List each line from the items below that contains the string "officer", and treat uppercase and lowercase as different.

[START OF PROVIDED INFORMATION]

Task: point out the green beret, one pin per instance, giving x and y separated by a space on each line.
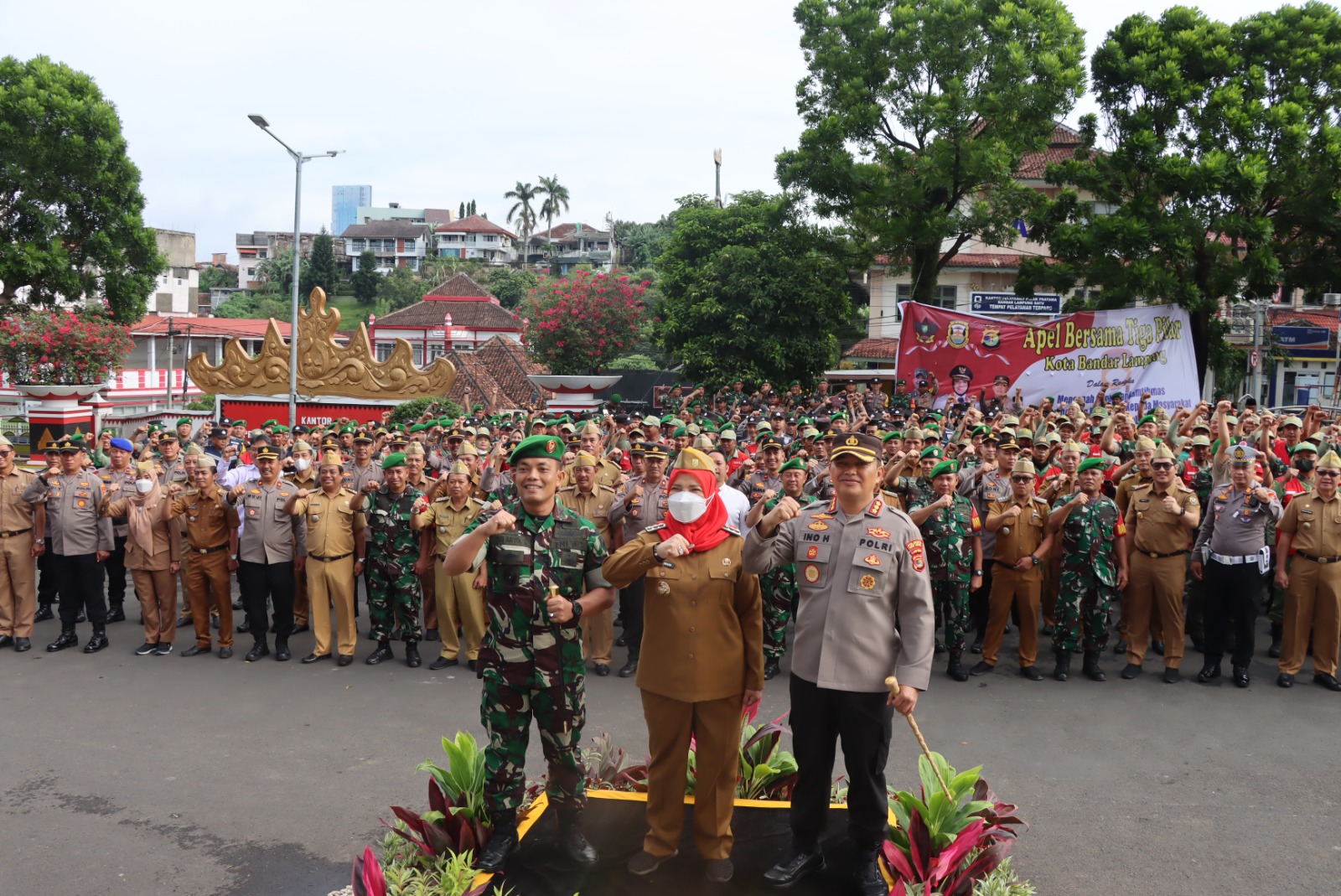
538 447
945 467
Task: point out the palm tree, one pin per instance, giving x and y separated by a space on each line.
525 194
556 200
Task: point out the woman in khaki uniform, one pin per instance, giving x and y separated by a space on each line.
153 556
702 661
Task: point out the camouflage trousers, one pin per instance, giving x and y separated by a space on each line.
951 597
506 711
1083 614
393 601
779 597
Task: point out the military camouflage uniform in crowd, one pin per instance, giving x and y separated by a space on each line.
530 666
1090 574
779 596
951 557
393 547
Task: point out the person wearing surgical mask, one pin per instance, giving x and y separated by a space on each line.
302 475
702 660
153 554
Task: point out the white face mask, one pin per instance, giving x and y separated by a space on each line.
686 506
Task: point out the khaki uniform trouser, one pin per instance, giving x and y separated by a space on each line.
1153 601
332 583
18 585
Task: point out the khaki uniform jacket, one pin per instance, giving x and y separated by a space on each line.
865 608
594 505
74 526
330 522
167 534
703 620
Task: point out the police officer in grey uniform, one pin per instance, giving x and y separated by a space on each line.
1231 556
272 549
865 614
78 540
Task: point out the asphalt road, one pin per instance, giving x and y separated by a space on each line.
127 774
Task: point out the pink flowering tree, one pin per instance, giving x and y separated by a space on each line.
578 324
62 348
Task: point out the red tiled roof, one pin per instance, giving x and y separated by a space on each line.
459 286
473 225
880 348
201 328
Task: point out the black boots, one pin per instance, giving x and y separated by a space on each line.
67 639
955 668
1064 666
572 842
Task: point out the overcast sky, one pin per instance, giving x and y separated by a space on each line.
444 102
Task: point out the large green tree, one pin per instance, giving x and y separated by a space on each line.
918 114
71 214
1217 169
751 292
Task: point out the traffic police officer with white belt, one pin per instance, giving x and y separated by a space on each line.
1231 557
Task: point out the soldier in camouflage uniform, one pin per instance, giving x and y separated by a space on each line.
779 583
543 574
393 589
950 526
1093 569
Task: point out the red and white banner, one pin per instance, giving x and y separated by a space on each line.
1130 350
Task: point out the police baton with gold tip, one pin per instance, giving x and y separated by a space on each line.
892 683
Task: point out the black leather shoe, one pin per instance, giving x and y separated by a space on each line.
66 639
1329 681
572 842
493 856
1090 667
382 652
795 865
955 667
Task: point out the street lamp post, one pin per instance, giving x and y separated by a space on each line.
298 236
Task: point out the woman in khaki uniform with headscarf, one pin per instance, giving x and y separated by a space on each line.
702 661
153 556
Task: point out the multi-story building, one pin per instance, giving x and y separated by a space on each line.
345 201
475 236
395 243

[END OF PROVIDED INFORMATION]
[START OF PROVIDED INFORMATION]

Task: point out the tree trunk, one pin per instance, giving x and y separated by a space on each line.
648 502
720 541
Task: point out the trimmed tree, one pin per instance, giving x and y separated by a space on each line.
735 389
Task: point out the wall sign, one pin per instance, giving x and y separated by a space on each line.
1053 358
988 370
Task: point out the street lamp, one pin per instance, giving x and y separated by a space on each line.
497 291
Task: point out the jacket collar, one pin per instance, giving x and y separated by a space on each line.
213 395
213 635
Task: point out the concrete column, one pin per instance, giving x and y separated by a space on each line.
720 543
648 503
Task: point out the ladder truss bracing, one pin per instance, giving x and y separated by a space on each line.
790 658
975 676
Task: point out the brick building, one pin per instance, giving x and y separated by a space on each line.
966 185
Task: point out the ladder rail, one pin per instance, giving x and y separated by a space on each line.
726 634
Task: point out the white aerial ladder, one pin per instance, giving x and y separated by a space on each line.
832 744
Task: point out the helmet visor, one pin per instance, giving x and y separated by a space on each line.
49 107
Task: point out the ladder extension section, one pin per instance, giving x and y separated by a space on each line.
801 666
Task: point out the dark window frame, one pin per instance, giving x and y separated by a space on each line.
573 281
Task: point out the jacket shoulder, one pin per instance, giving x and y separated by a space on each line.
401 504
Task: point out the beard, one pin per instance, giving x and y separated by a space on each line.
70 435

[END OF PROVIDED INFORMATION]

● RESULT FOR THIS TASK:
Task: point out the police officer in grey uniform, one pin per instance, giving x and y separated by a space on each line.
Task: point out the traffic police officer with white belt, one pin per instance, giving x and y separated by a space on each line.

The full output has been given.